Requisiti dell'esercizio –
a) Nel racconto su Belfast, quale autobus bisogna prendere per raggiungere l'hotel?
b) Riscrivi la parte del racconto su Belfast che inizia con "La bolgia di" e termina con "superare il confine.", rinominando "treno" in "pullman".
c) Prosegui il racconto su Belfast a partire dall'ultima frase riportata.

Brano da leggere –

La bolgia di Belfast (Parte 1)

 

Poteva essere una bolgia e così è stato. Parlare ora di Belfast mi risulta quasi difficile, semplicemente perché dovrei cercare di riordinare un po’ tutto: fatti, persone, situazioni. Una cosa è certa, due giorni, mille avventure. Il fatto di dover comprare i biglietti cinque minuti prima della partenza è stato un ostacolo superato grazie alla mia organizzazione, riguardo al viaggio in treno che è durato un’ora in più del previsto potevo farci ben poco. Abbiamo perso 40 minuti fermi in mezzo alla campagna irlandese senza un motivo e senza un avviso prima di riprendere la marcia e superare il confine.

Belfast mi ha accolto con un cielo grigio e con tanta neve ai lati delle strade, la sera prima c’era stata una vera e propria bufera. Dopo aver visto la City Hall, sono entrato a St. Anne Cathedral, molto bella e migliore della vicina San Patrick. Chiuso il mini tour ecclesiastico, sono andato a pranzo da Burger King. Pago il menù con 50 euro ed il commesso mi dà ovviamente il resto in sterline, precisamente 12 pounds. Lo guardo e con molta educazione gli faccio notare l’evidente errore, anche perché 34 euro per un menù mi sembra un po’ troppo.

Sistemato l’intoppo, mangio e vado a prendere il bus numero 61 per recarmi in hotel a fare il check-in. Dopo 30 minuti di attesa, con un vento gelido che mi pervade in ogni angolo, salgo su un autobus fermo lì davanti a me per chiedere informazioni all’autista.

Quest’ultimo mi conferma che devo prendere assolutamente il 61 e mentre esclama tutto ciò, vediamo il maledetto 61 affiancarci e superarci. Avevo intuito che l’autista era un tizio tendente al fomento, ma non immaginavo fino a che punto. Superati dal bus mi dice di rimanere a bordo, di non pagare il biglietto e soprattutto esclama: “Come on, let’s try to catch him!” (Forza, proviamo a prenderlo!) Mentre esclama questa frase, mi esalto e parte l’inseguimento. Mi chiede da dove vengo e qual è la temperatura a Roma ora, fino a quando il 61 imbocca una strada e lui deve per forza girare. Si ferma al centro di un incrocio e mi fa scendere, mi carica e mi incita all’inseguimento che per forza di cose dovrà proseguire a piedi.

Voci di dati
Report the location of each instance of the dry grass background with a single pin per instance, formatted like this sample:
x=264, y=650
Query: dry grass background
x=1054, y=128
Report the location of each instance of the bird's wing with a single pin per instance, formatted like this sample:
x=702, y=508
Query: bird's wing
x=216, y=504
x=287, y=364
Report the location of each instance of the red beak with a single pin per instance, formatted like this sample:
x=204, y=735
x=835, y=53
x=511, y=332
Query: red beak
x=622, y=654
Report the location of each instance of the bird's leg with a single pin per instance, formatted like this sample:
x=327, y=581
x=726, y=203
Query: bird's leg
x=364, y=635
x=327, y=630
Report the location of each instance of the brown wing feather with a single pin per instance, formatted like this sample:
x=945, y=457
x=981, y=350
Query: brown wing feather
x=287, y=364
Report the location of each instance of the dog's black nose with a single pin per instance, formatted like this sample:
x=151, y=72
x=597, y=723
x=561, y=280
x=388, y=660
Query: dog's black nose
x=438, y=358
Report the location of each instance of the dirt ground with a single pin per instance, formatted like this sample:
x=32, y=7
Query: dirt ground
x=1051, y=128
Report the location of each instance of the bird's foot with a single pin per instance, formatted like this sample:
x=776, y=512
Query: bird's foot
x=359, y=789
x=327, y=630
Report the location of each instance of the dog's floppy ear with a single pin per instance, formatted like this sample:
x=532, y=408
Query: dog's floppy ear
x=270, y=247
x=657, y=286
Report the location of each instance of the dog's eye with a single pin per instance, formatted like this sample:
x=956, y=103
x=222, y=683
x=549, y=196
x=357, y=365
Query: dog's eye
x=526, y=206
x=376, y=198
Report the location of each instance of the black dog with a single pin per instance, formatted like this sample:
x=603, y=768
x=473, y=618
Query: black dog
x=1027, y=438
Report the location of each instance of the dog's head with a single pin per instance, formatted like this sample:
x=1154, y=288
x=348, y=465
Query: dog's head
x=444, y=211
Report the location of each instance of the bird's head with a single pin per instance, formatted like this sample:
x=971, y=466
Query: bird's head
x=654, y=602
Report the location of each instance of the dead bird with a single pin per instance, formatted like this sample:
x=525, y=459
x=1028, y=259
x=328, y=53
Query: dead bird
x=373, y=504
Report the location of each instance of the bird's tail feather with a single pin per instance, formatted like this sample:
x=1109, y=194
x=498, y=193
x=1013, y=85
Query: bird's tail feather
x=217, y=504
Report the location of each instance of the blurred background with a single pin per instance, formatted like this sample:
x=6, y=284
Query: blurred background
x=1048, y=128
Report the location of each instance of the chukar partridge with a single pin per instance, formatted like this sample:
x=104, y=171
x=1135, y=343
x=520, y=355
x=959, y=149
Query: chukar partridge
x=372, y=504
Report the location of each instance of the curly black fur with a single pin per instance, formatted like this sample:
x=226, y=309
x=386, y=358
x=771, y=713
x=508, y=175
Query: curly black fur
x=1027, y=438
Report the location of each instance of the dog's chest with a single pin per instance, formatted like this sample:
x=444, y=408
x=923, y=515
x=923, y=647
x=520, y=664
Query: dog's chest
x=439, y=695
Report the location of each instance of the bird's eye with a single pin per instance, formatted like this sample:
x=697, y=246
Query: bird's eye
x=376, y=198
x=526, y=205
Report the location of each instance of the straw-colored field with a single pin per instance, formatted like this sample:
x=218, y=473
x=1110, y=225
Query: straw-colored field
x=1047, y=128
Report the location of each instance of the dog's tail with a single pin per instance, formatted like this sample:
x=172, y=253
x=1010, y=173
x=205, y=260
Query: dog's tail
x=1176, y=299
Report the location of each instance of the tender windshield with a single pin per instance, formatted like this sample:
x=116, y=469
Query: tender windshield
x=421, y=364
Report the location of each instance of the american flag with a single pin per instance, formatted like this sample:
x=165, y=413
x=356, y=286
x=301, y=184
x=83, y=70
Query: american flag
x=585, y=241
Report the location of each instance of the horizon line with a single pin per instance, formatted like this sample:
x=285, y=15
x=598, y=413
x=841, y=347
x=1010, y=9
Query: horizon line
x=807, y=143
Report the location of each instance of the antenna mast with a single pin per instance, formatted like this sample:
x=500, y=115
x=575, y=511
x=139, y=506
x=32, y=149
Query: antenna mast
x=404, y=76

Soluzioni degli esercizi –
a) Il bus numero 61.

b)
La bolgia di Belfast (Parte 1)

 

Poteva essere una bolgia e così è stato. Parlare ora di Belfast mi risulta quasi difficile, semplicemente perché dovrei cercare di riordinare un po’ tutto: fatti, persone, situazioni. Una cosa è certa, due giorni, mille avventure. Il fatto di dover comprare i biglietti cinque minuti prima della partenza è stato un ostacolo superato grazie alla mia organizzazione, riguardo al viaggio in pullman che è durato un’ora in più del previsto potevo farci ben poco. Abbiamo perso 40 minuti fermi in mezzo alla campagna irlandese senza un motivo e senza un avviso prima di riprendere la marcia e superare il confine.

c)
Scendo e inizio a correre con il classico abbigliamento da podista: piumino, sciarpa, cappello, scarponi, jeans e zaino in spalla, tutto ciò in mezzo alla neve, una prova tanto estrema che al confronto la tremila siepi è un giro a passeggio con il cane a Villa Borghese.

Inizio a correre, schivo qualunque cosa e non perdo di vista l’obiettivo, vedo il bus che svolta a sinistra ma continuo a correre, ho già il fiatone come se avessi fatto 5 km e decido di fermarmi, non ce la farò mai. Mi blocco 10 secondi, poi penso alla rimonta in Coppa Uefa contro lo Strasburgo nel 1997 e mi rifomento. Riparto, non mollo. Giro l’angolo anche io e vedo un semaforo, è rosso, c’è traffico e l’autista è bloccato. Sorpasso il 61, giro ancora e vedo una fermata, leggo la tabella e mi accorgo che risulta anche questo numero, lo aspetto. Il bus mette la freccia ma solo per superare una Clio, non si ferma e mi risorpassa, ricomincio a corrergli dietro.

Ormai è un duello, una sfida entusiasmante perché è troppo estrema e non voglio perderla. Lo recupero, vedo un’altra fermata e arrivo prima di lui. Il 61 si ferma, io sono ad un soffio dal perdere contemporaneamente bronchi e polmoni. L’autista spegne il motore, apre lo sportello della sua postazione e scende. Me lo guardo e mentre provo a respirare gli dico subito un bel “Mortacci tua” per rompere il ghiaccio, poi gli chiedo il perché della sua uscita e mi fa notare che quello è il capolinea…

Queste sono state le mie prime 4 ore a Belfast.

(CONTINUA)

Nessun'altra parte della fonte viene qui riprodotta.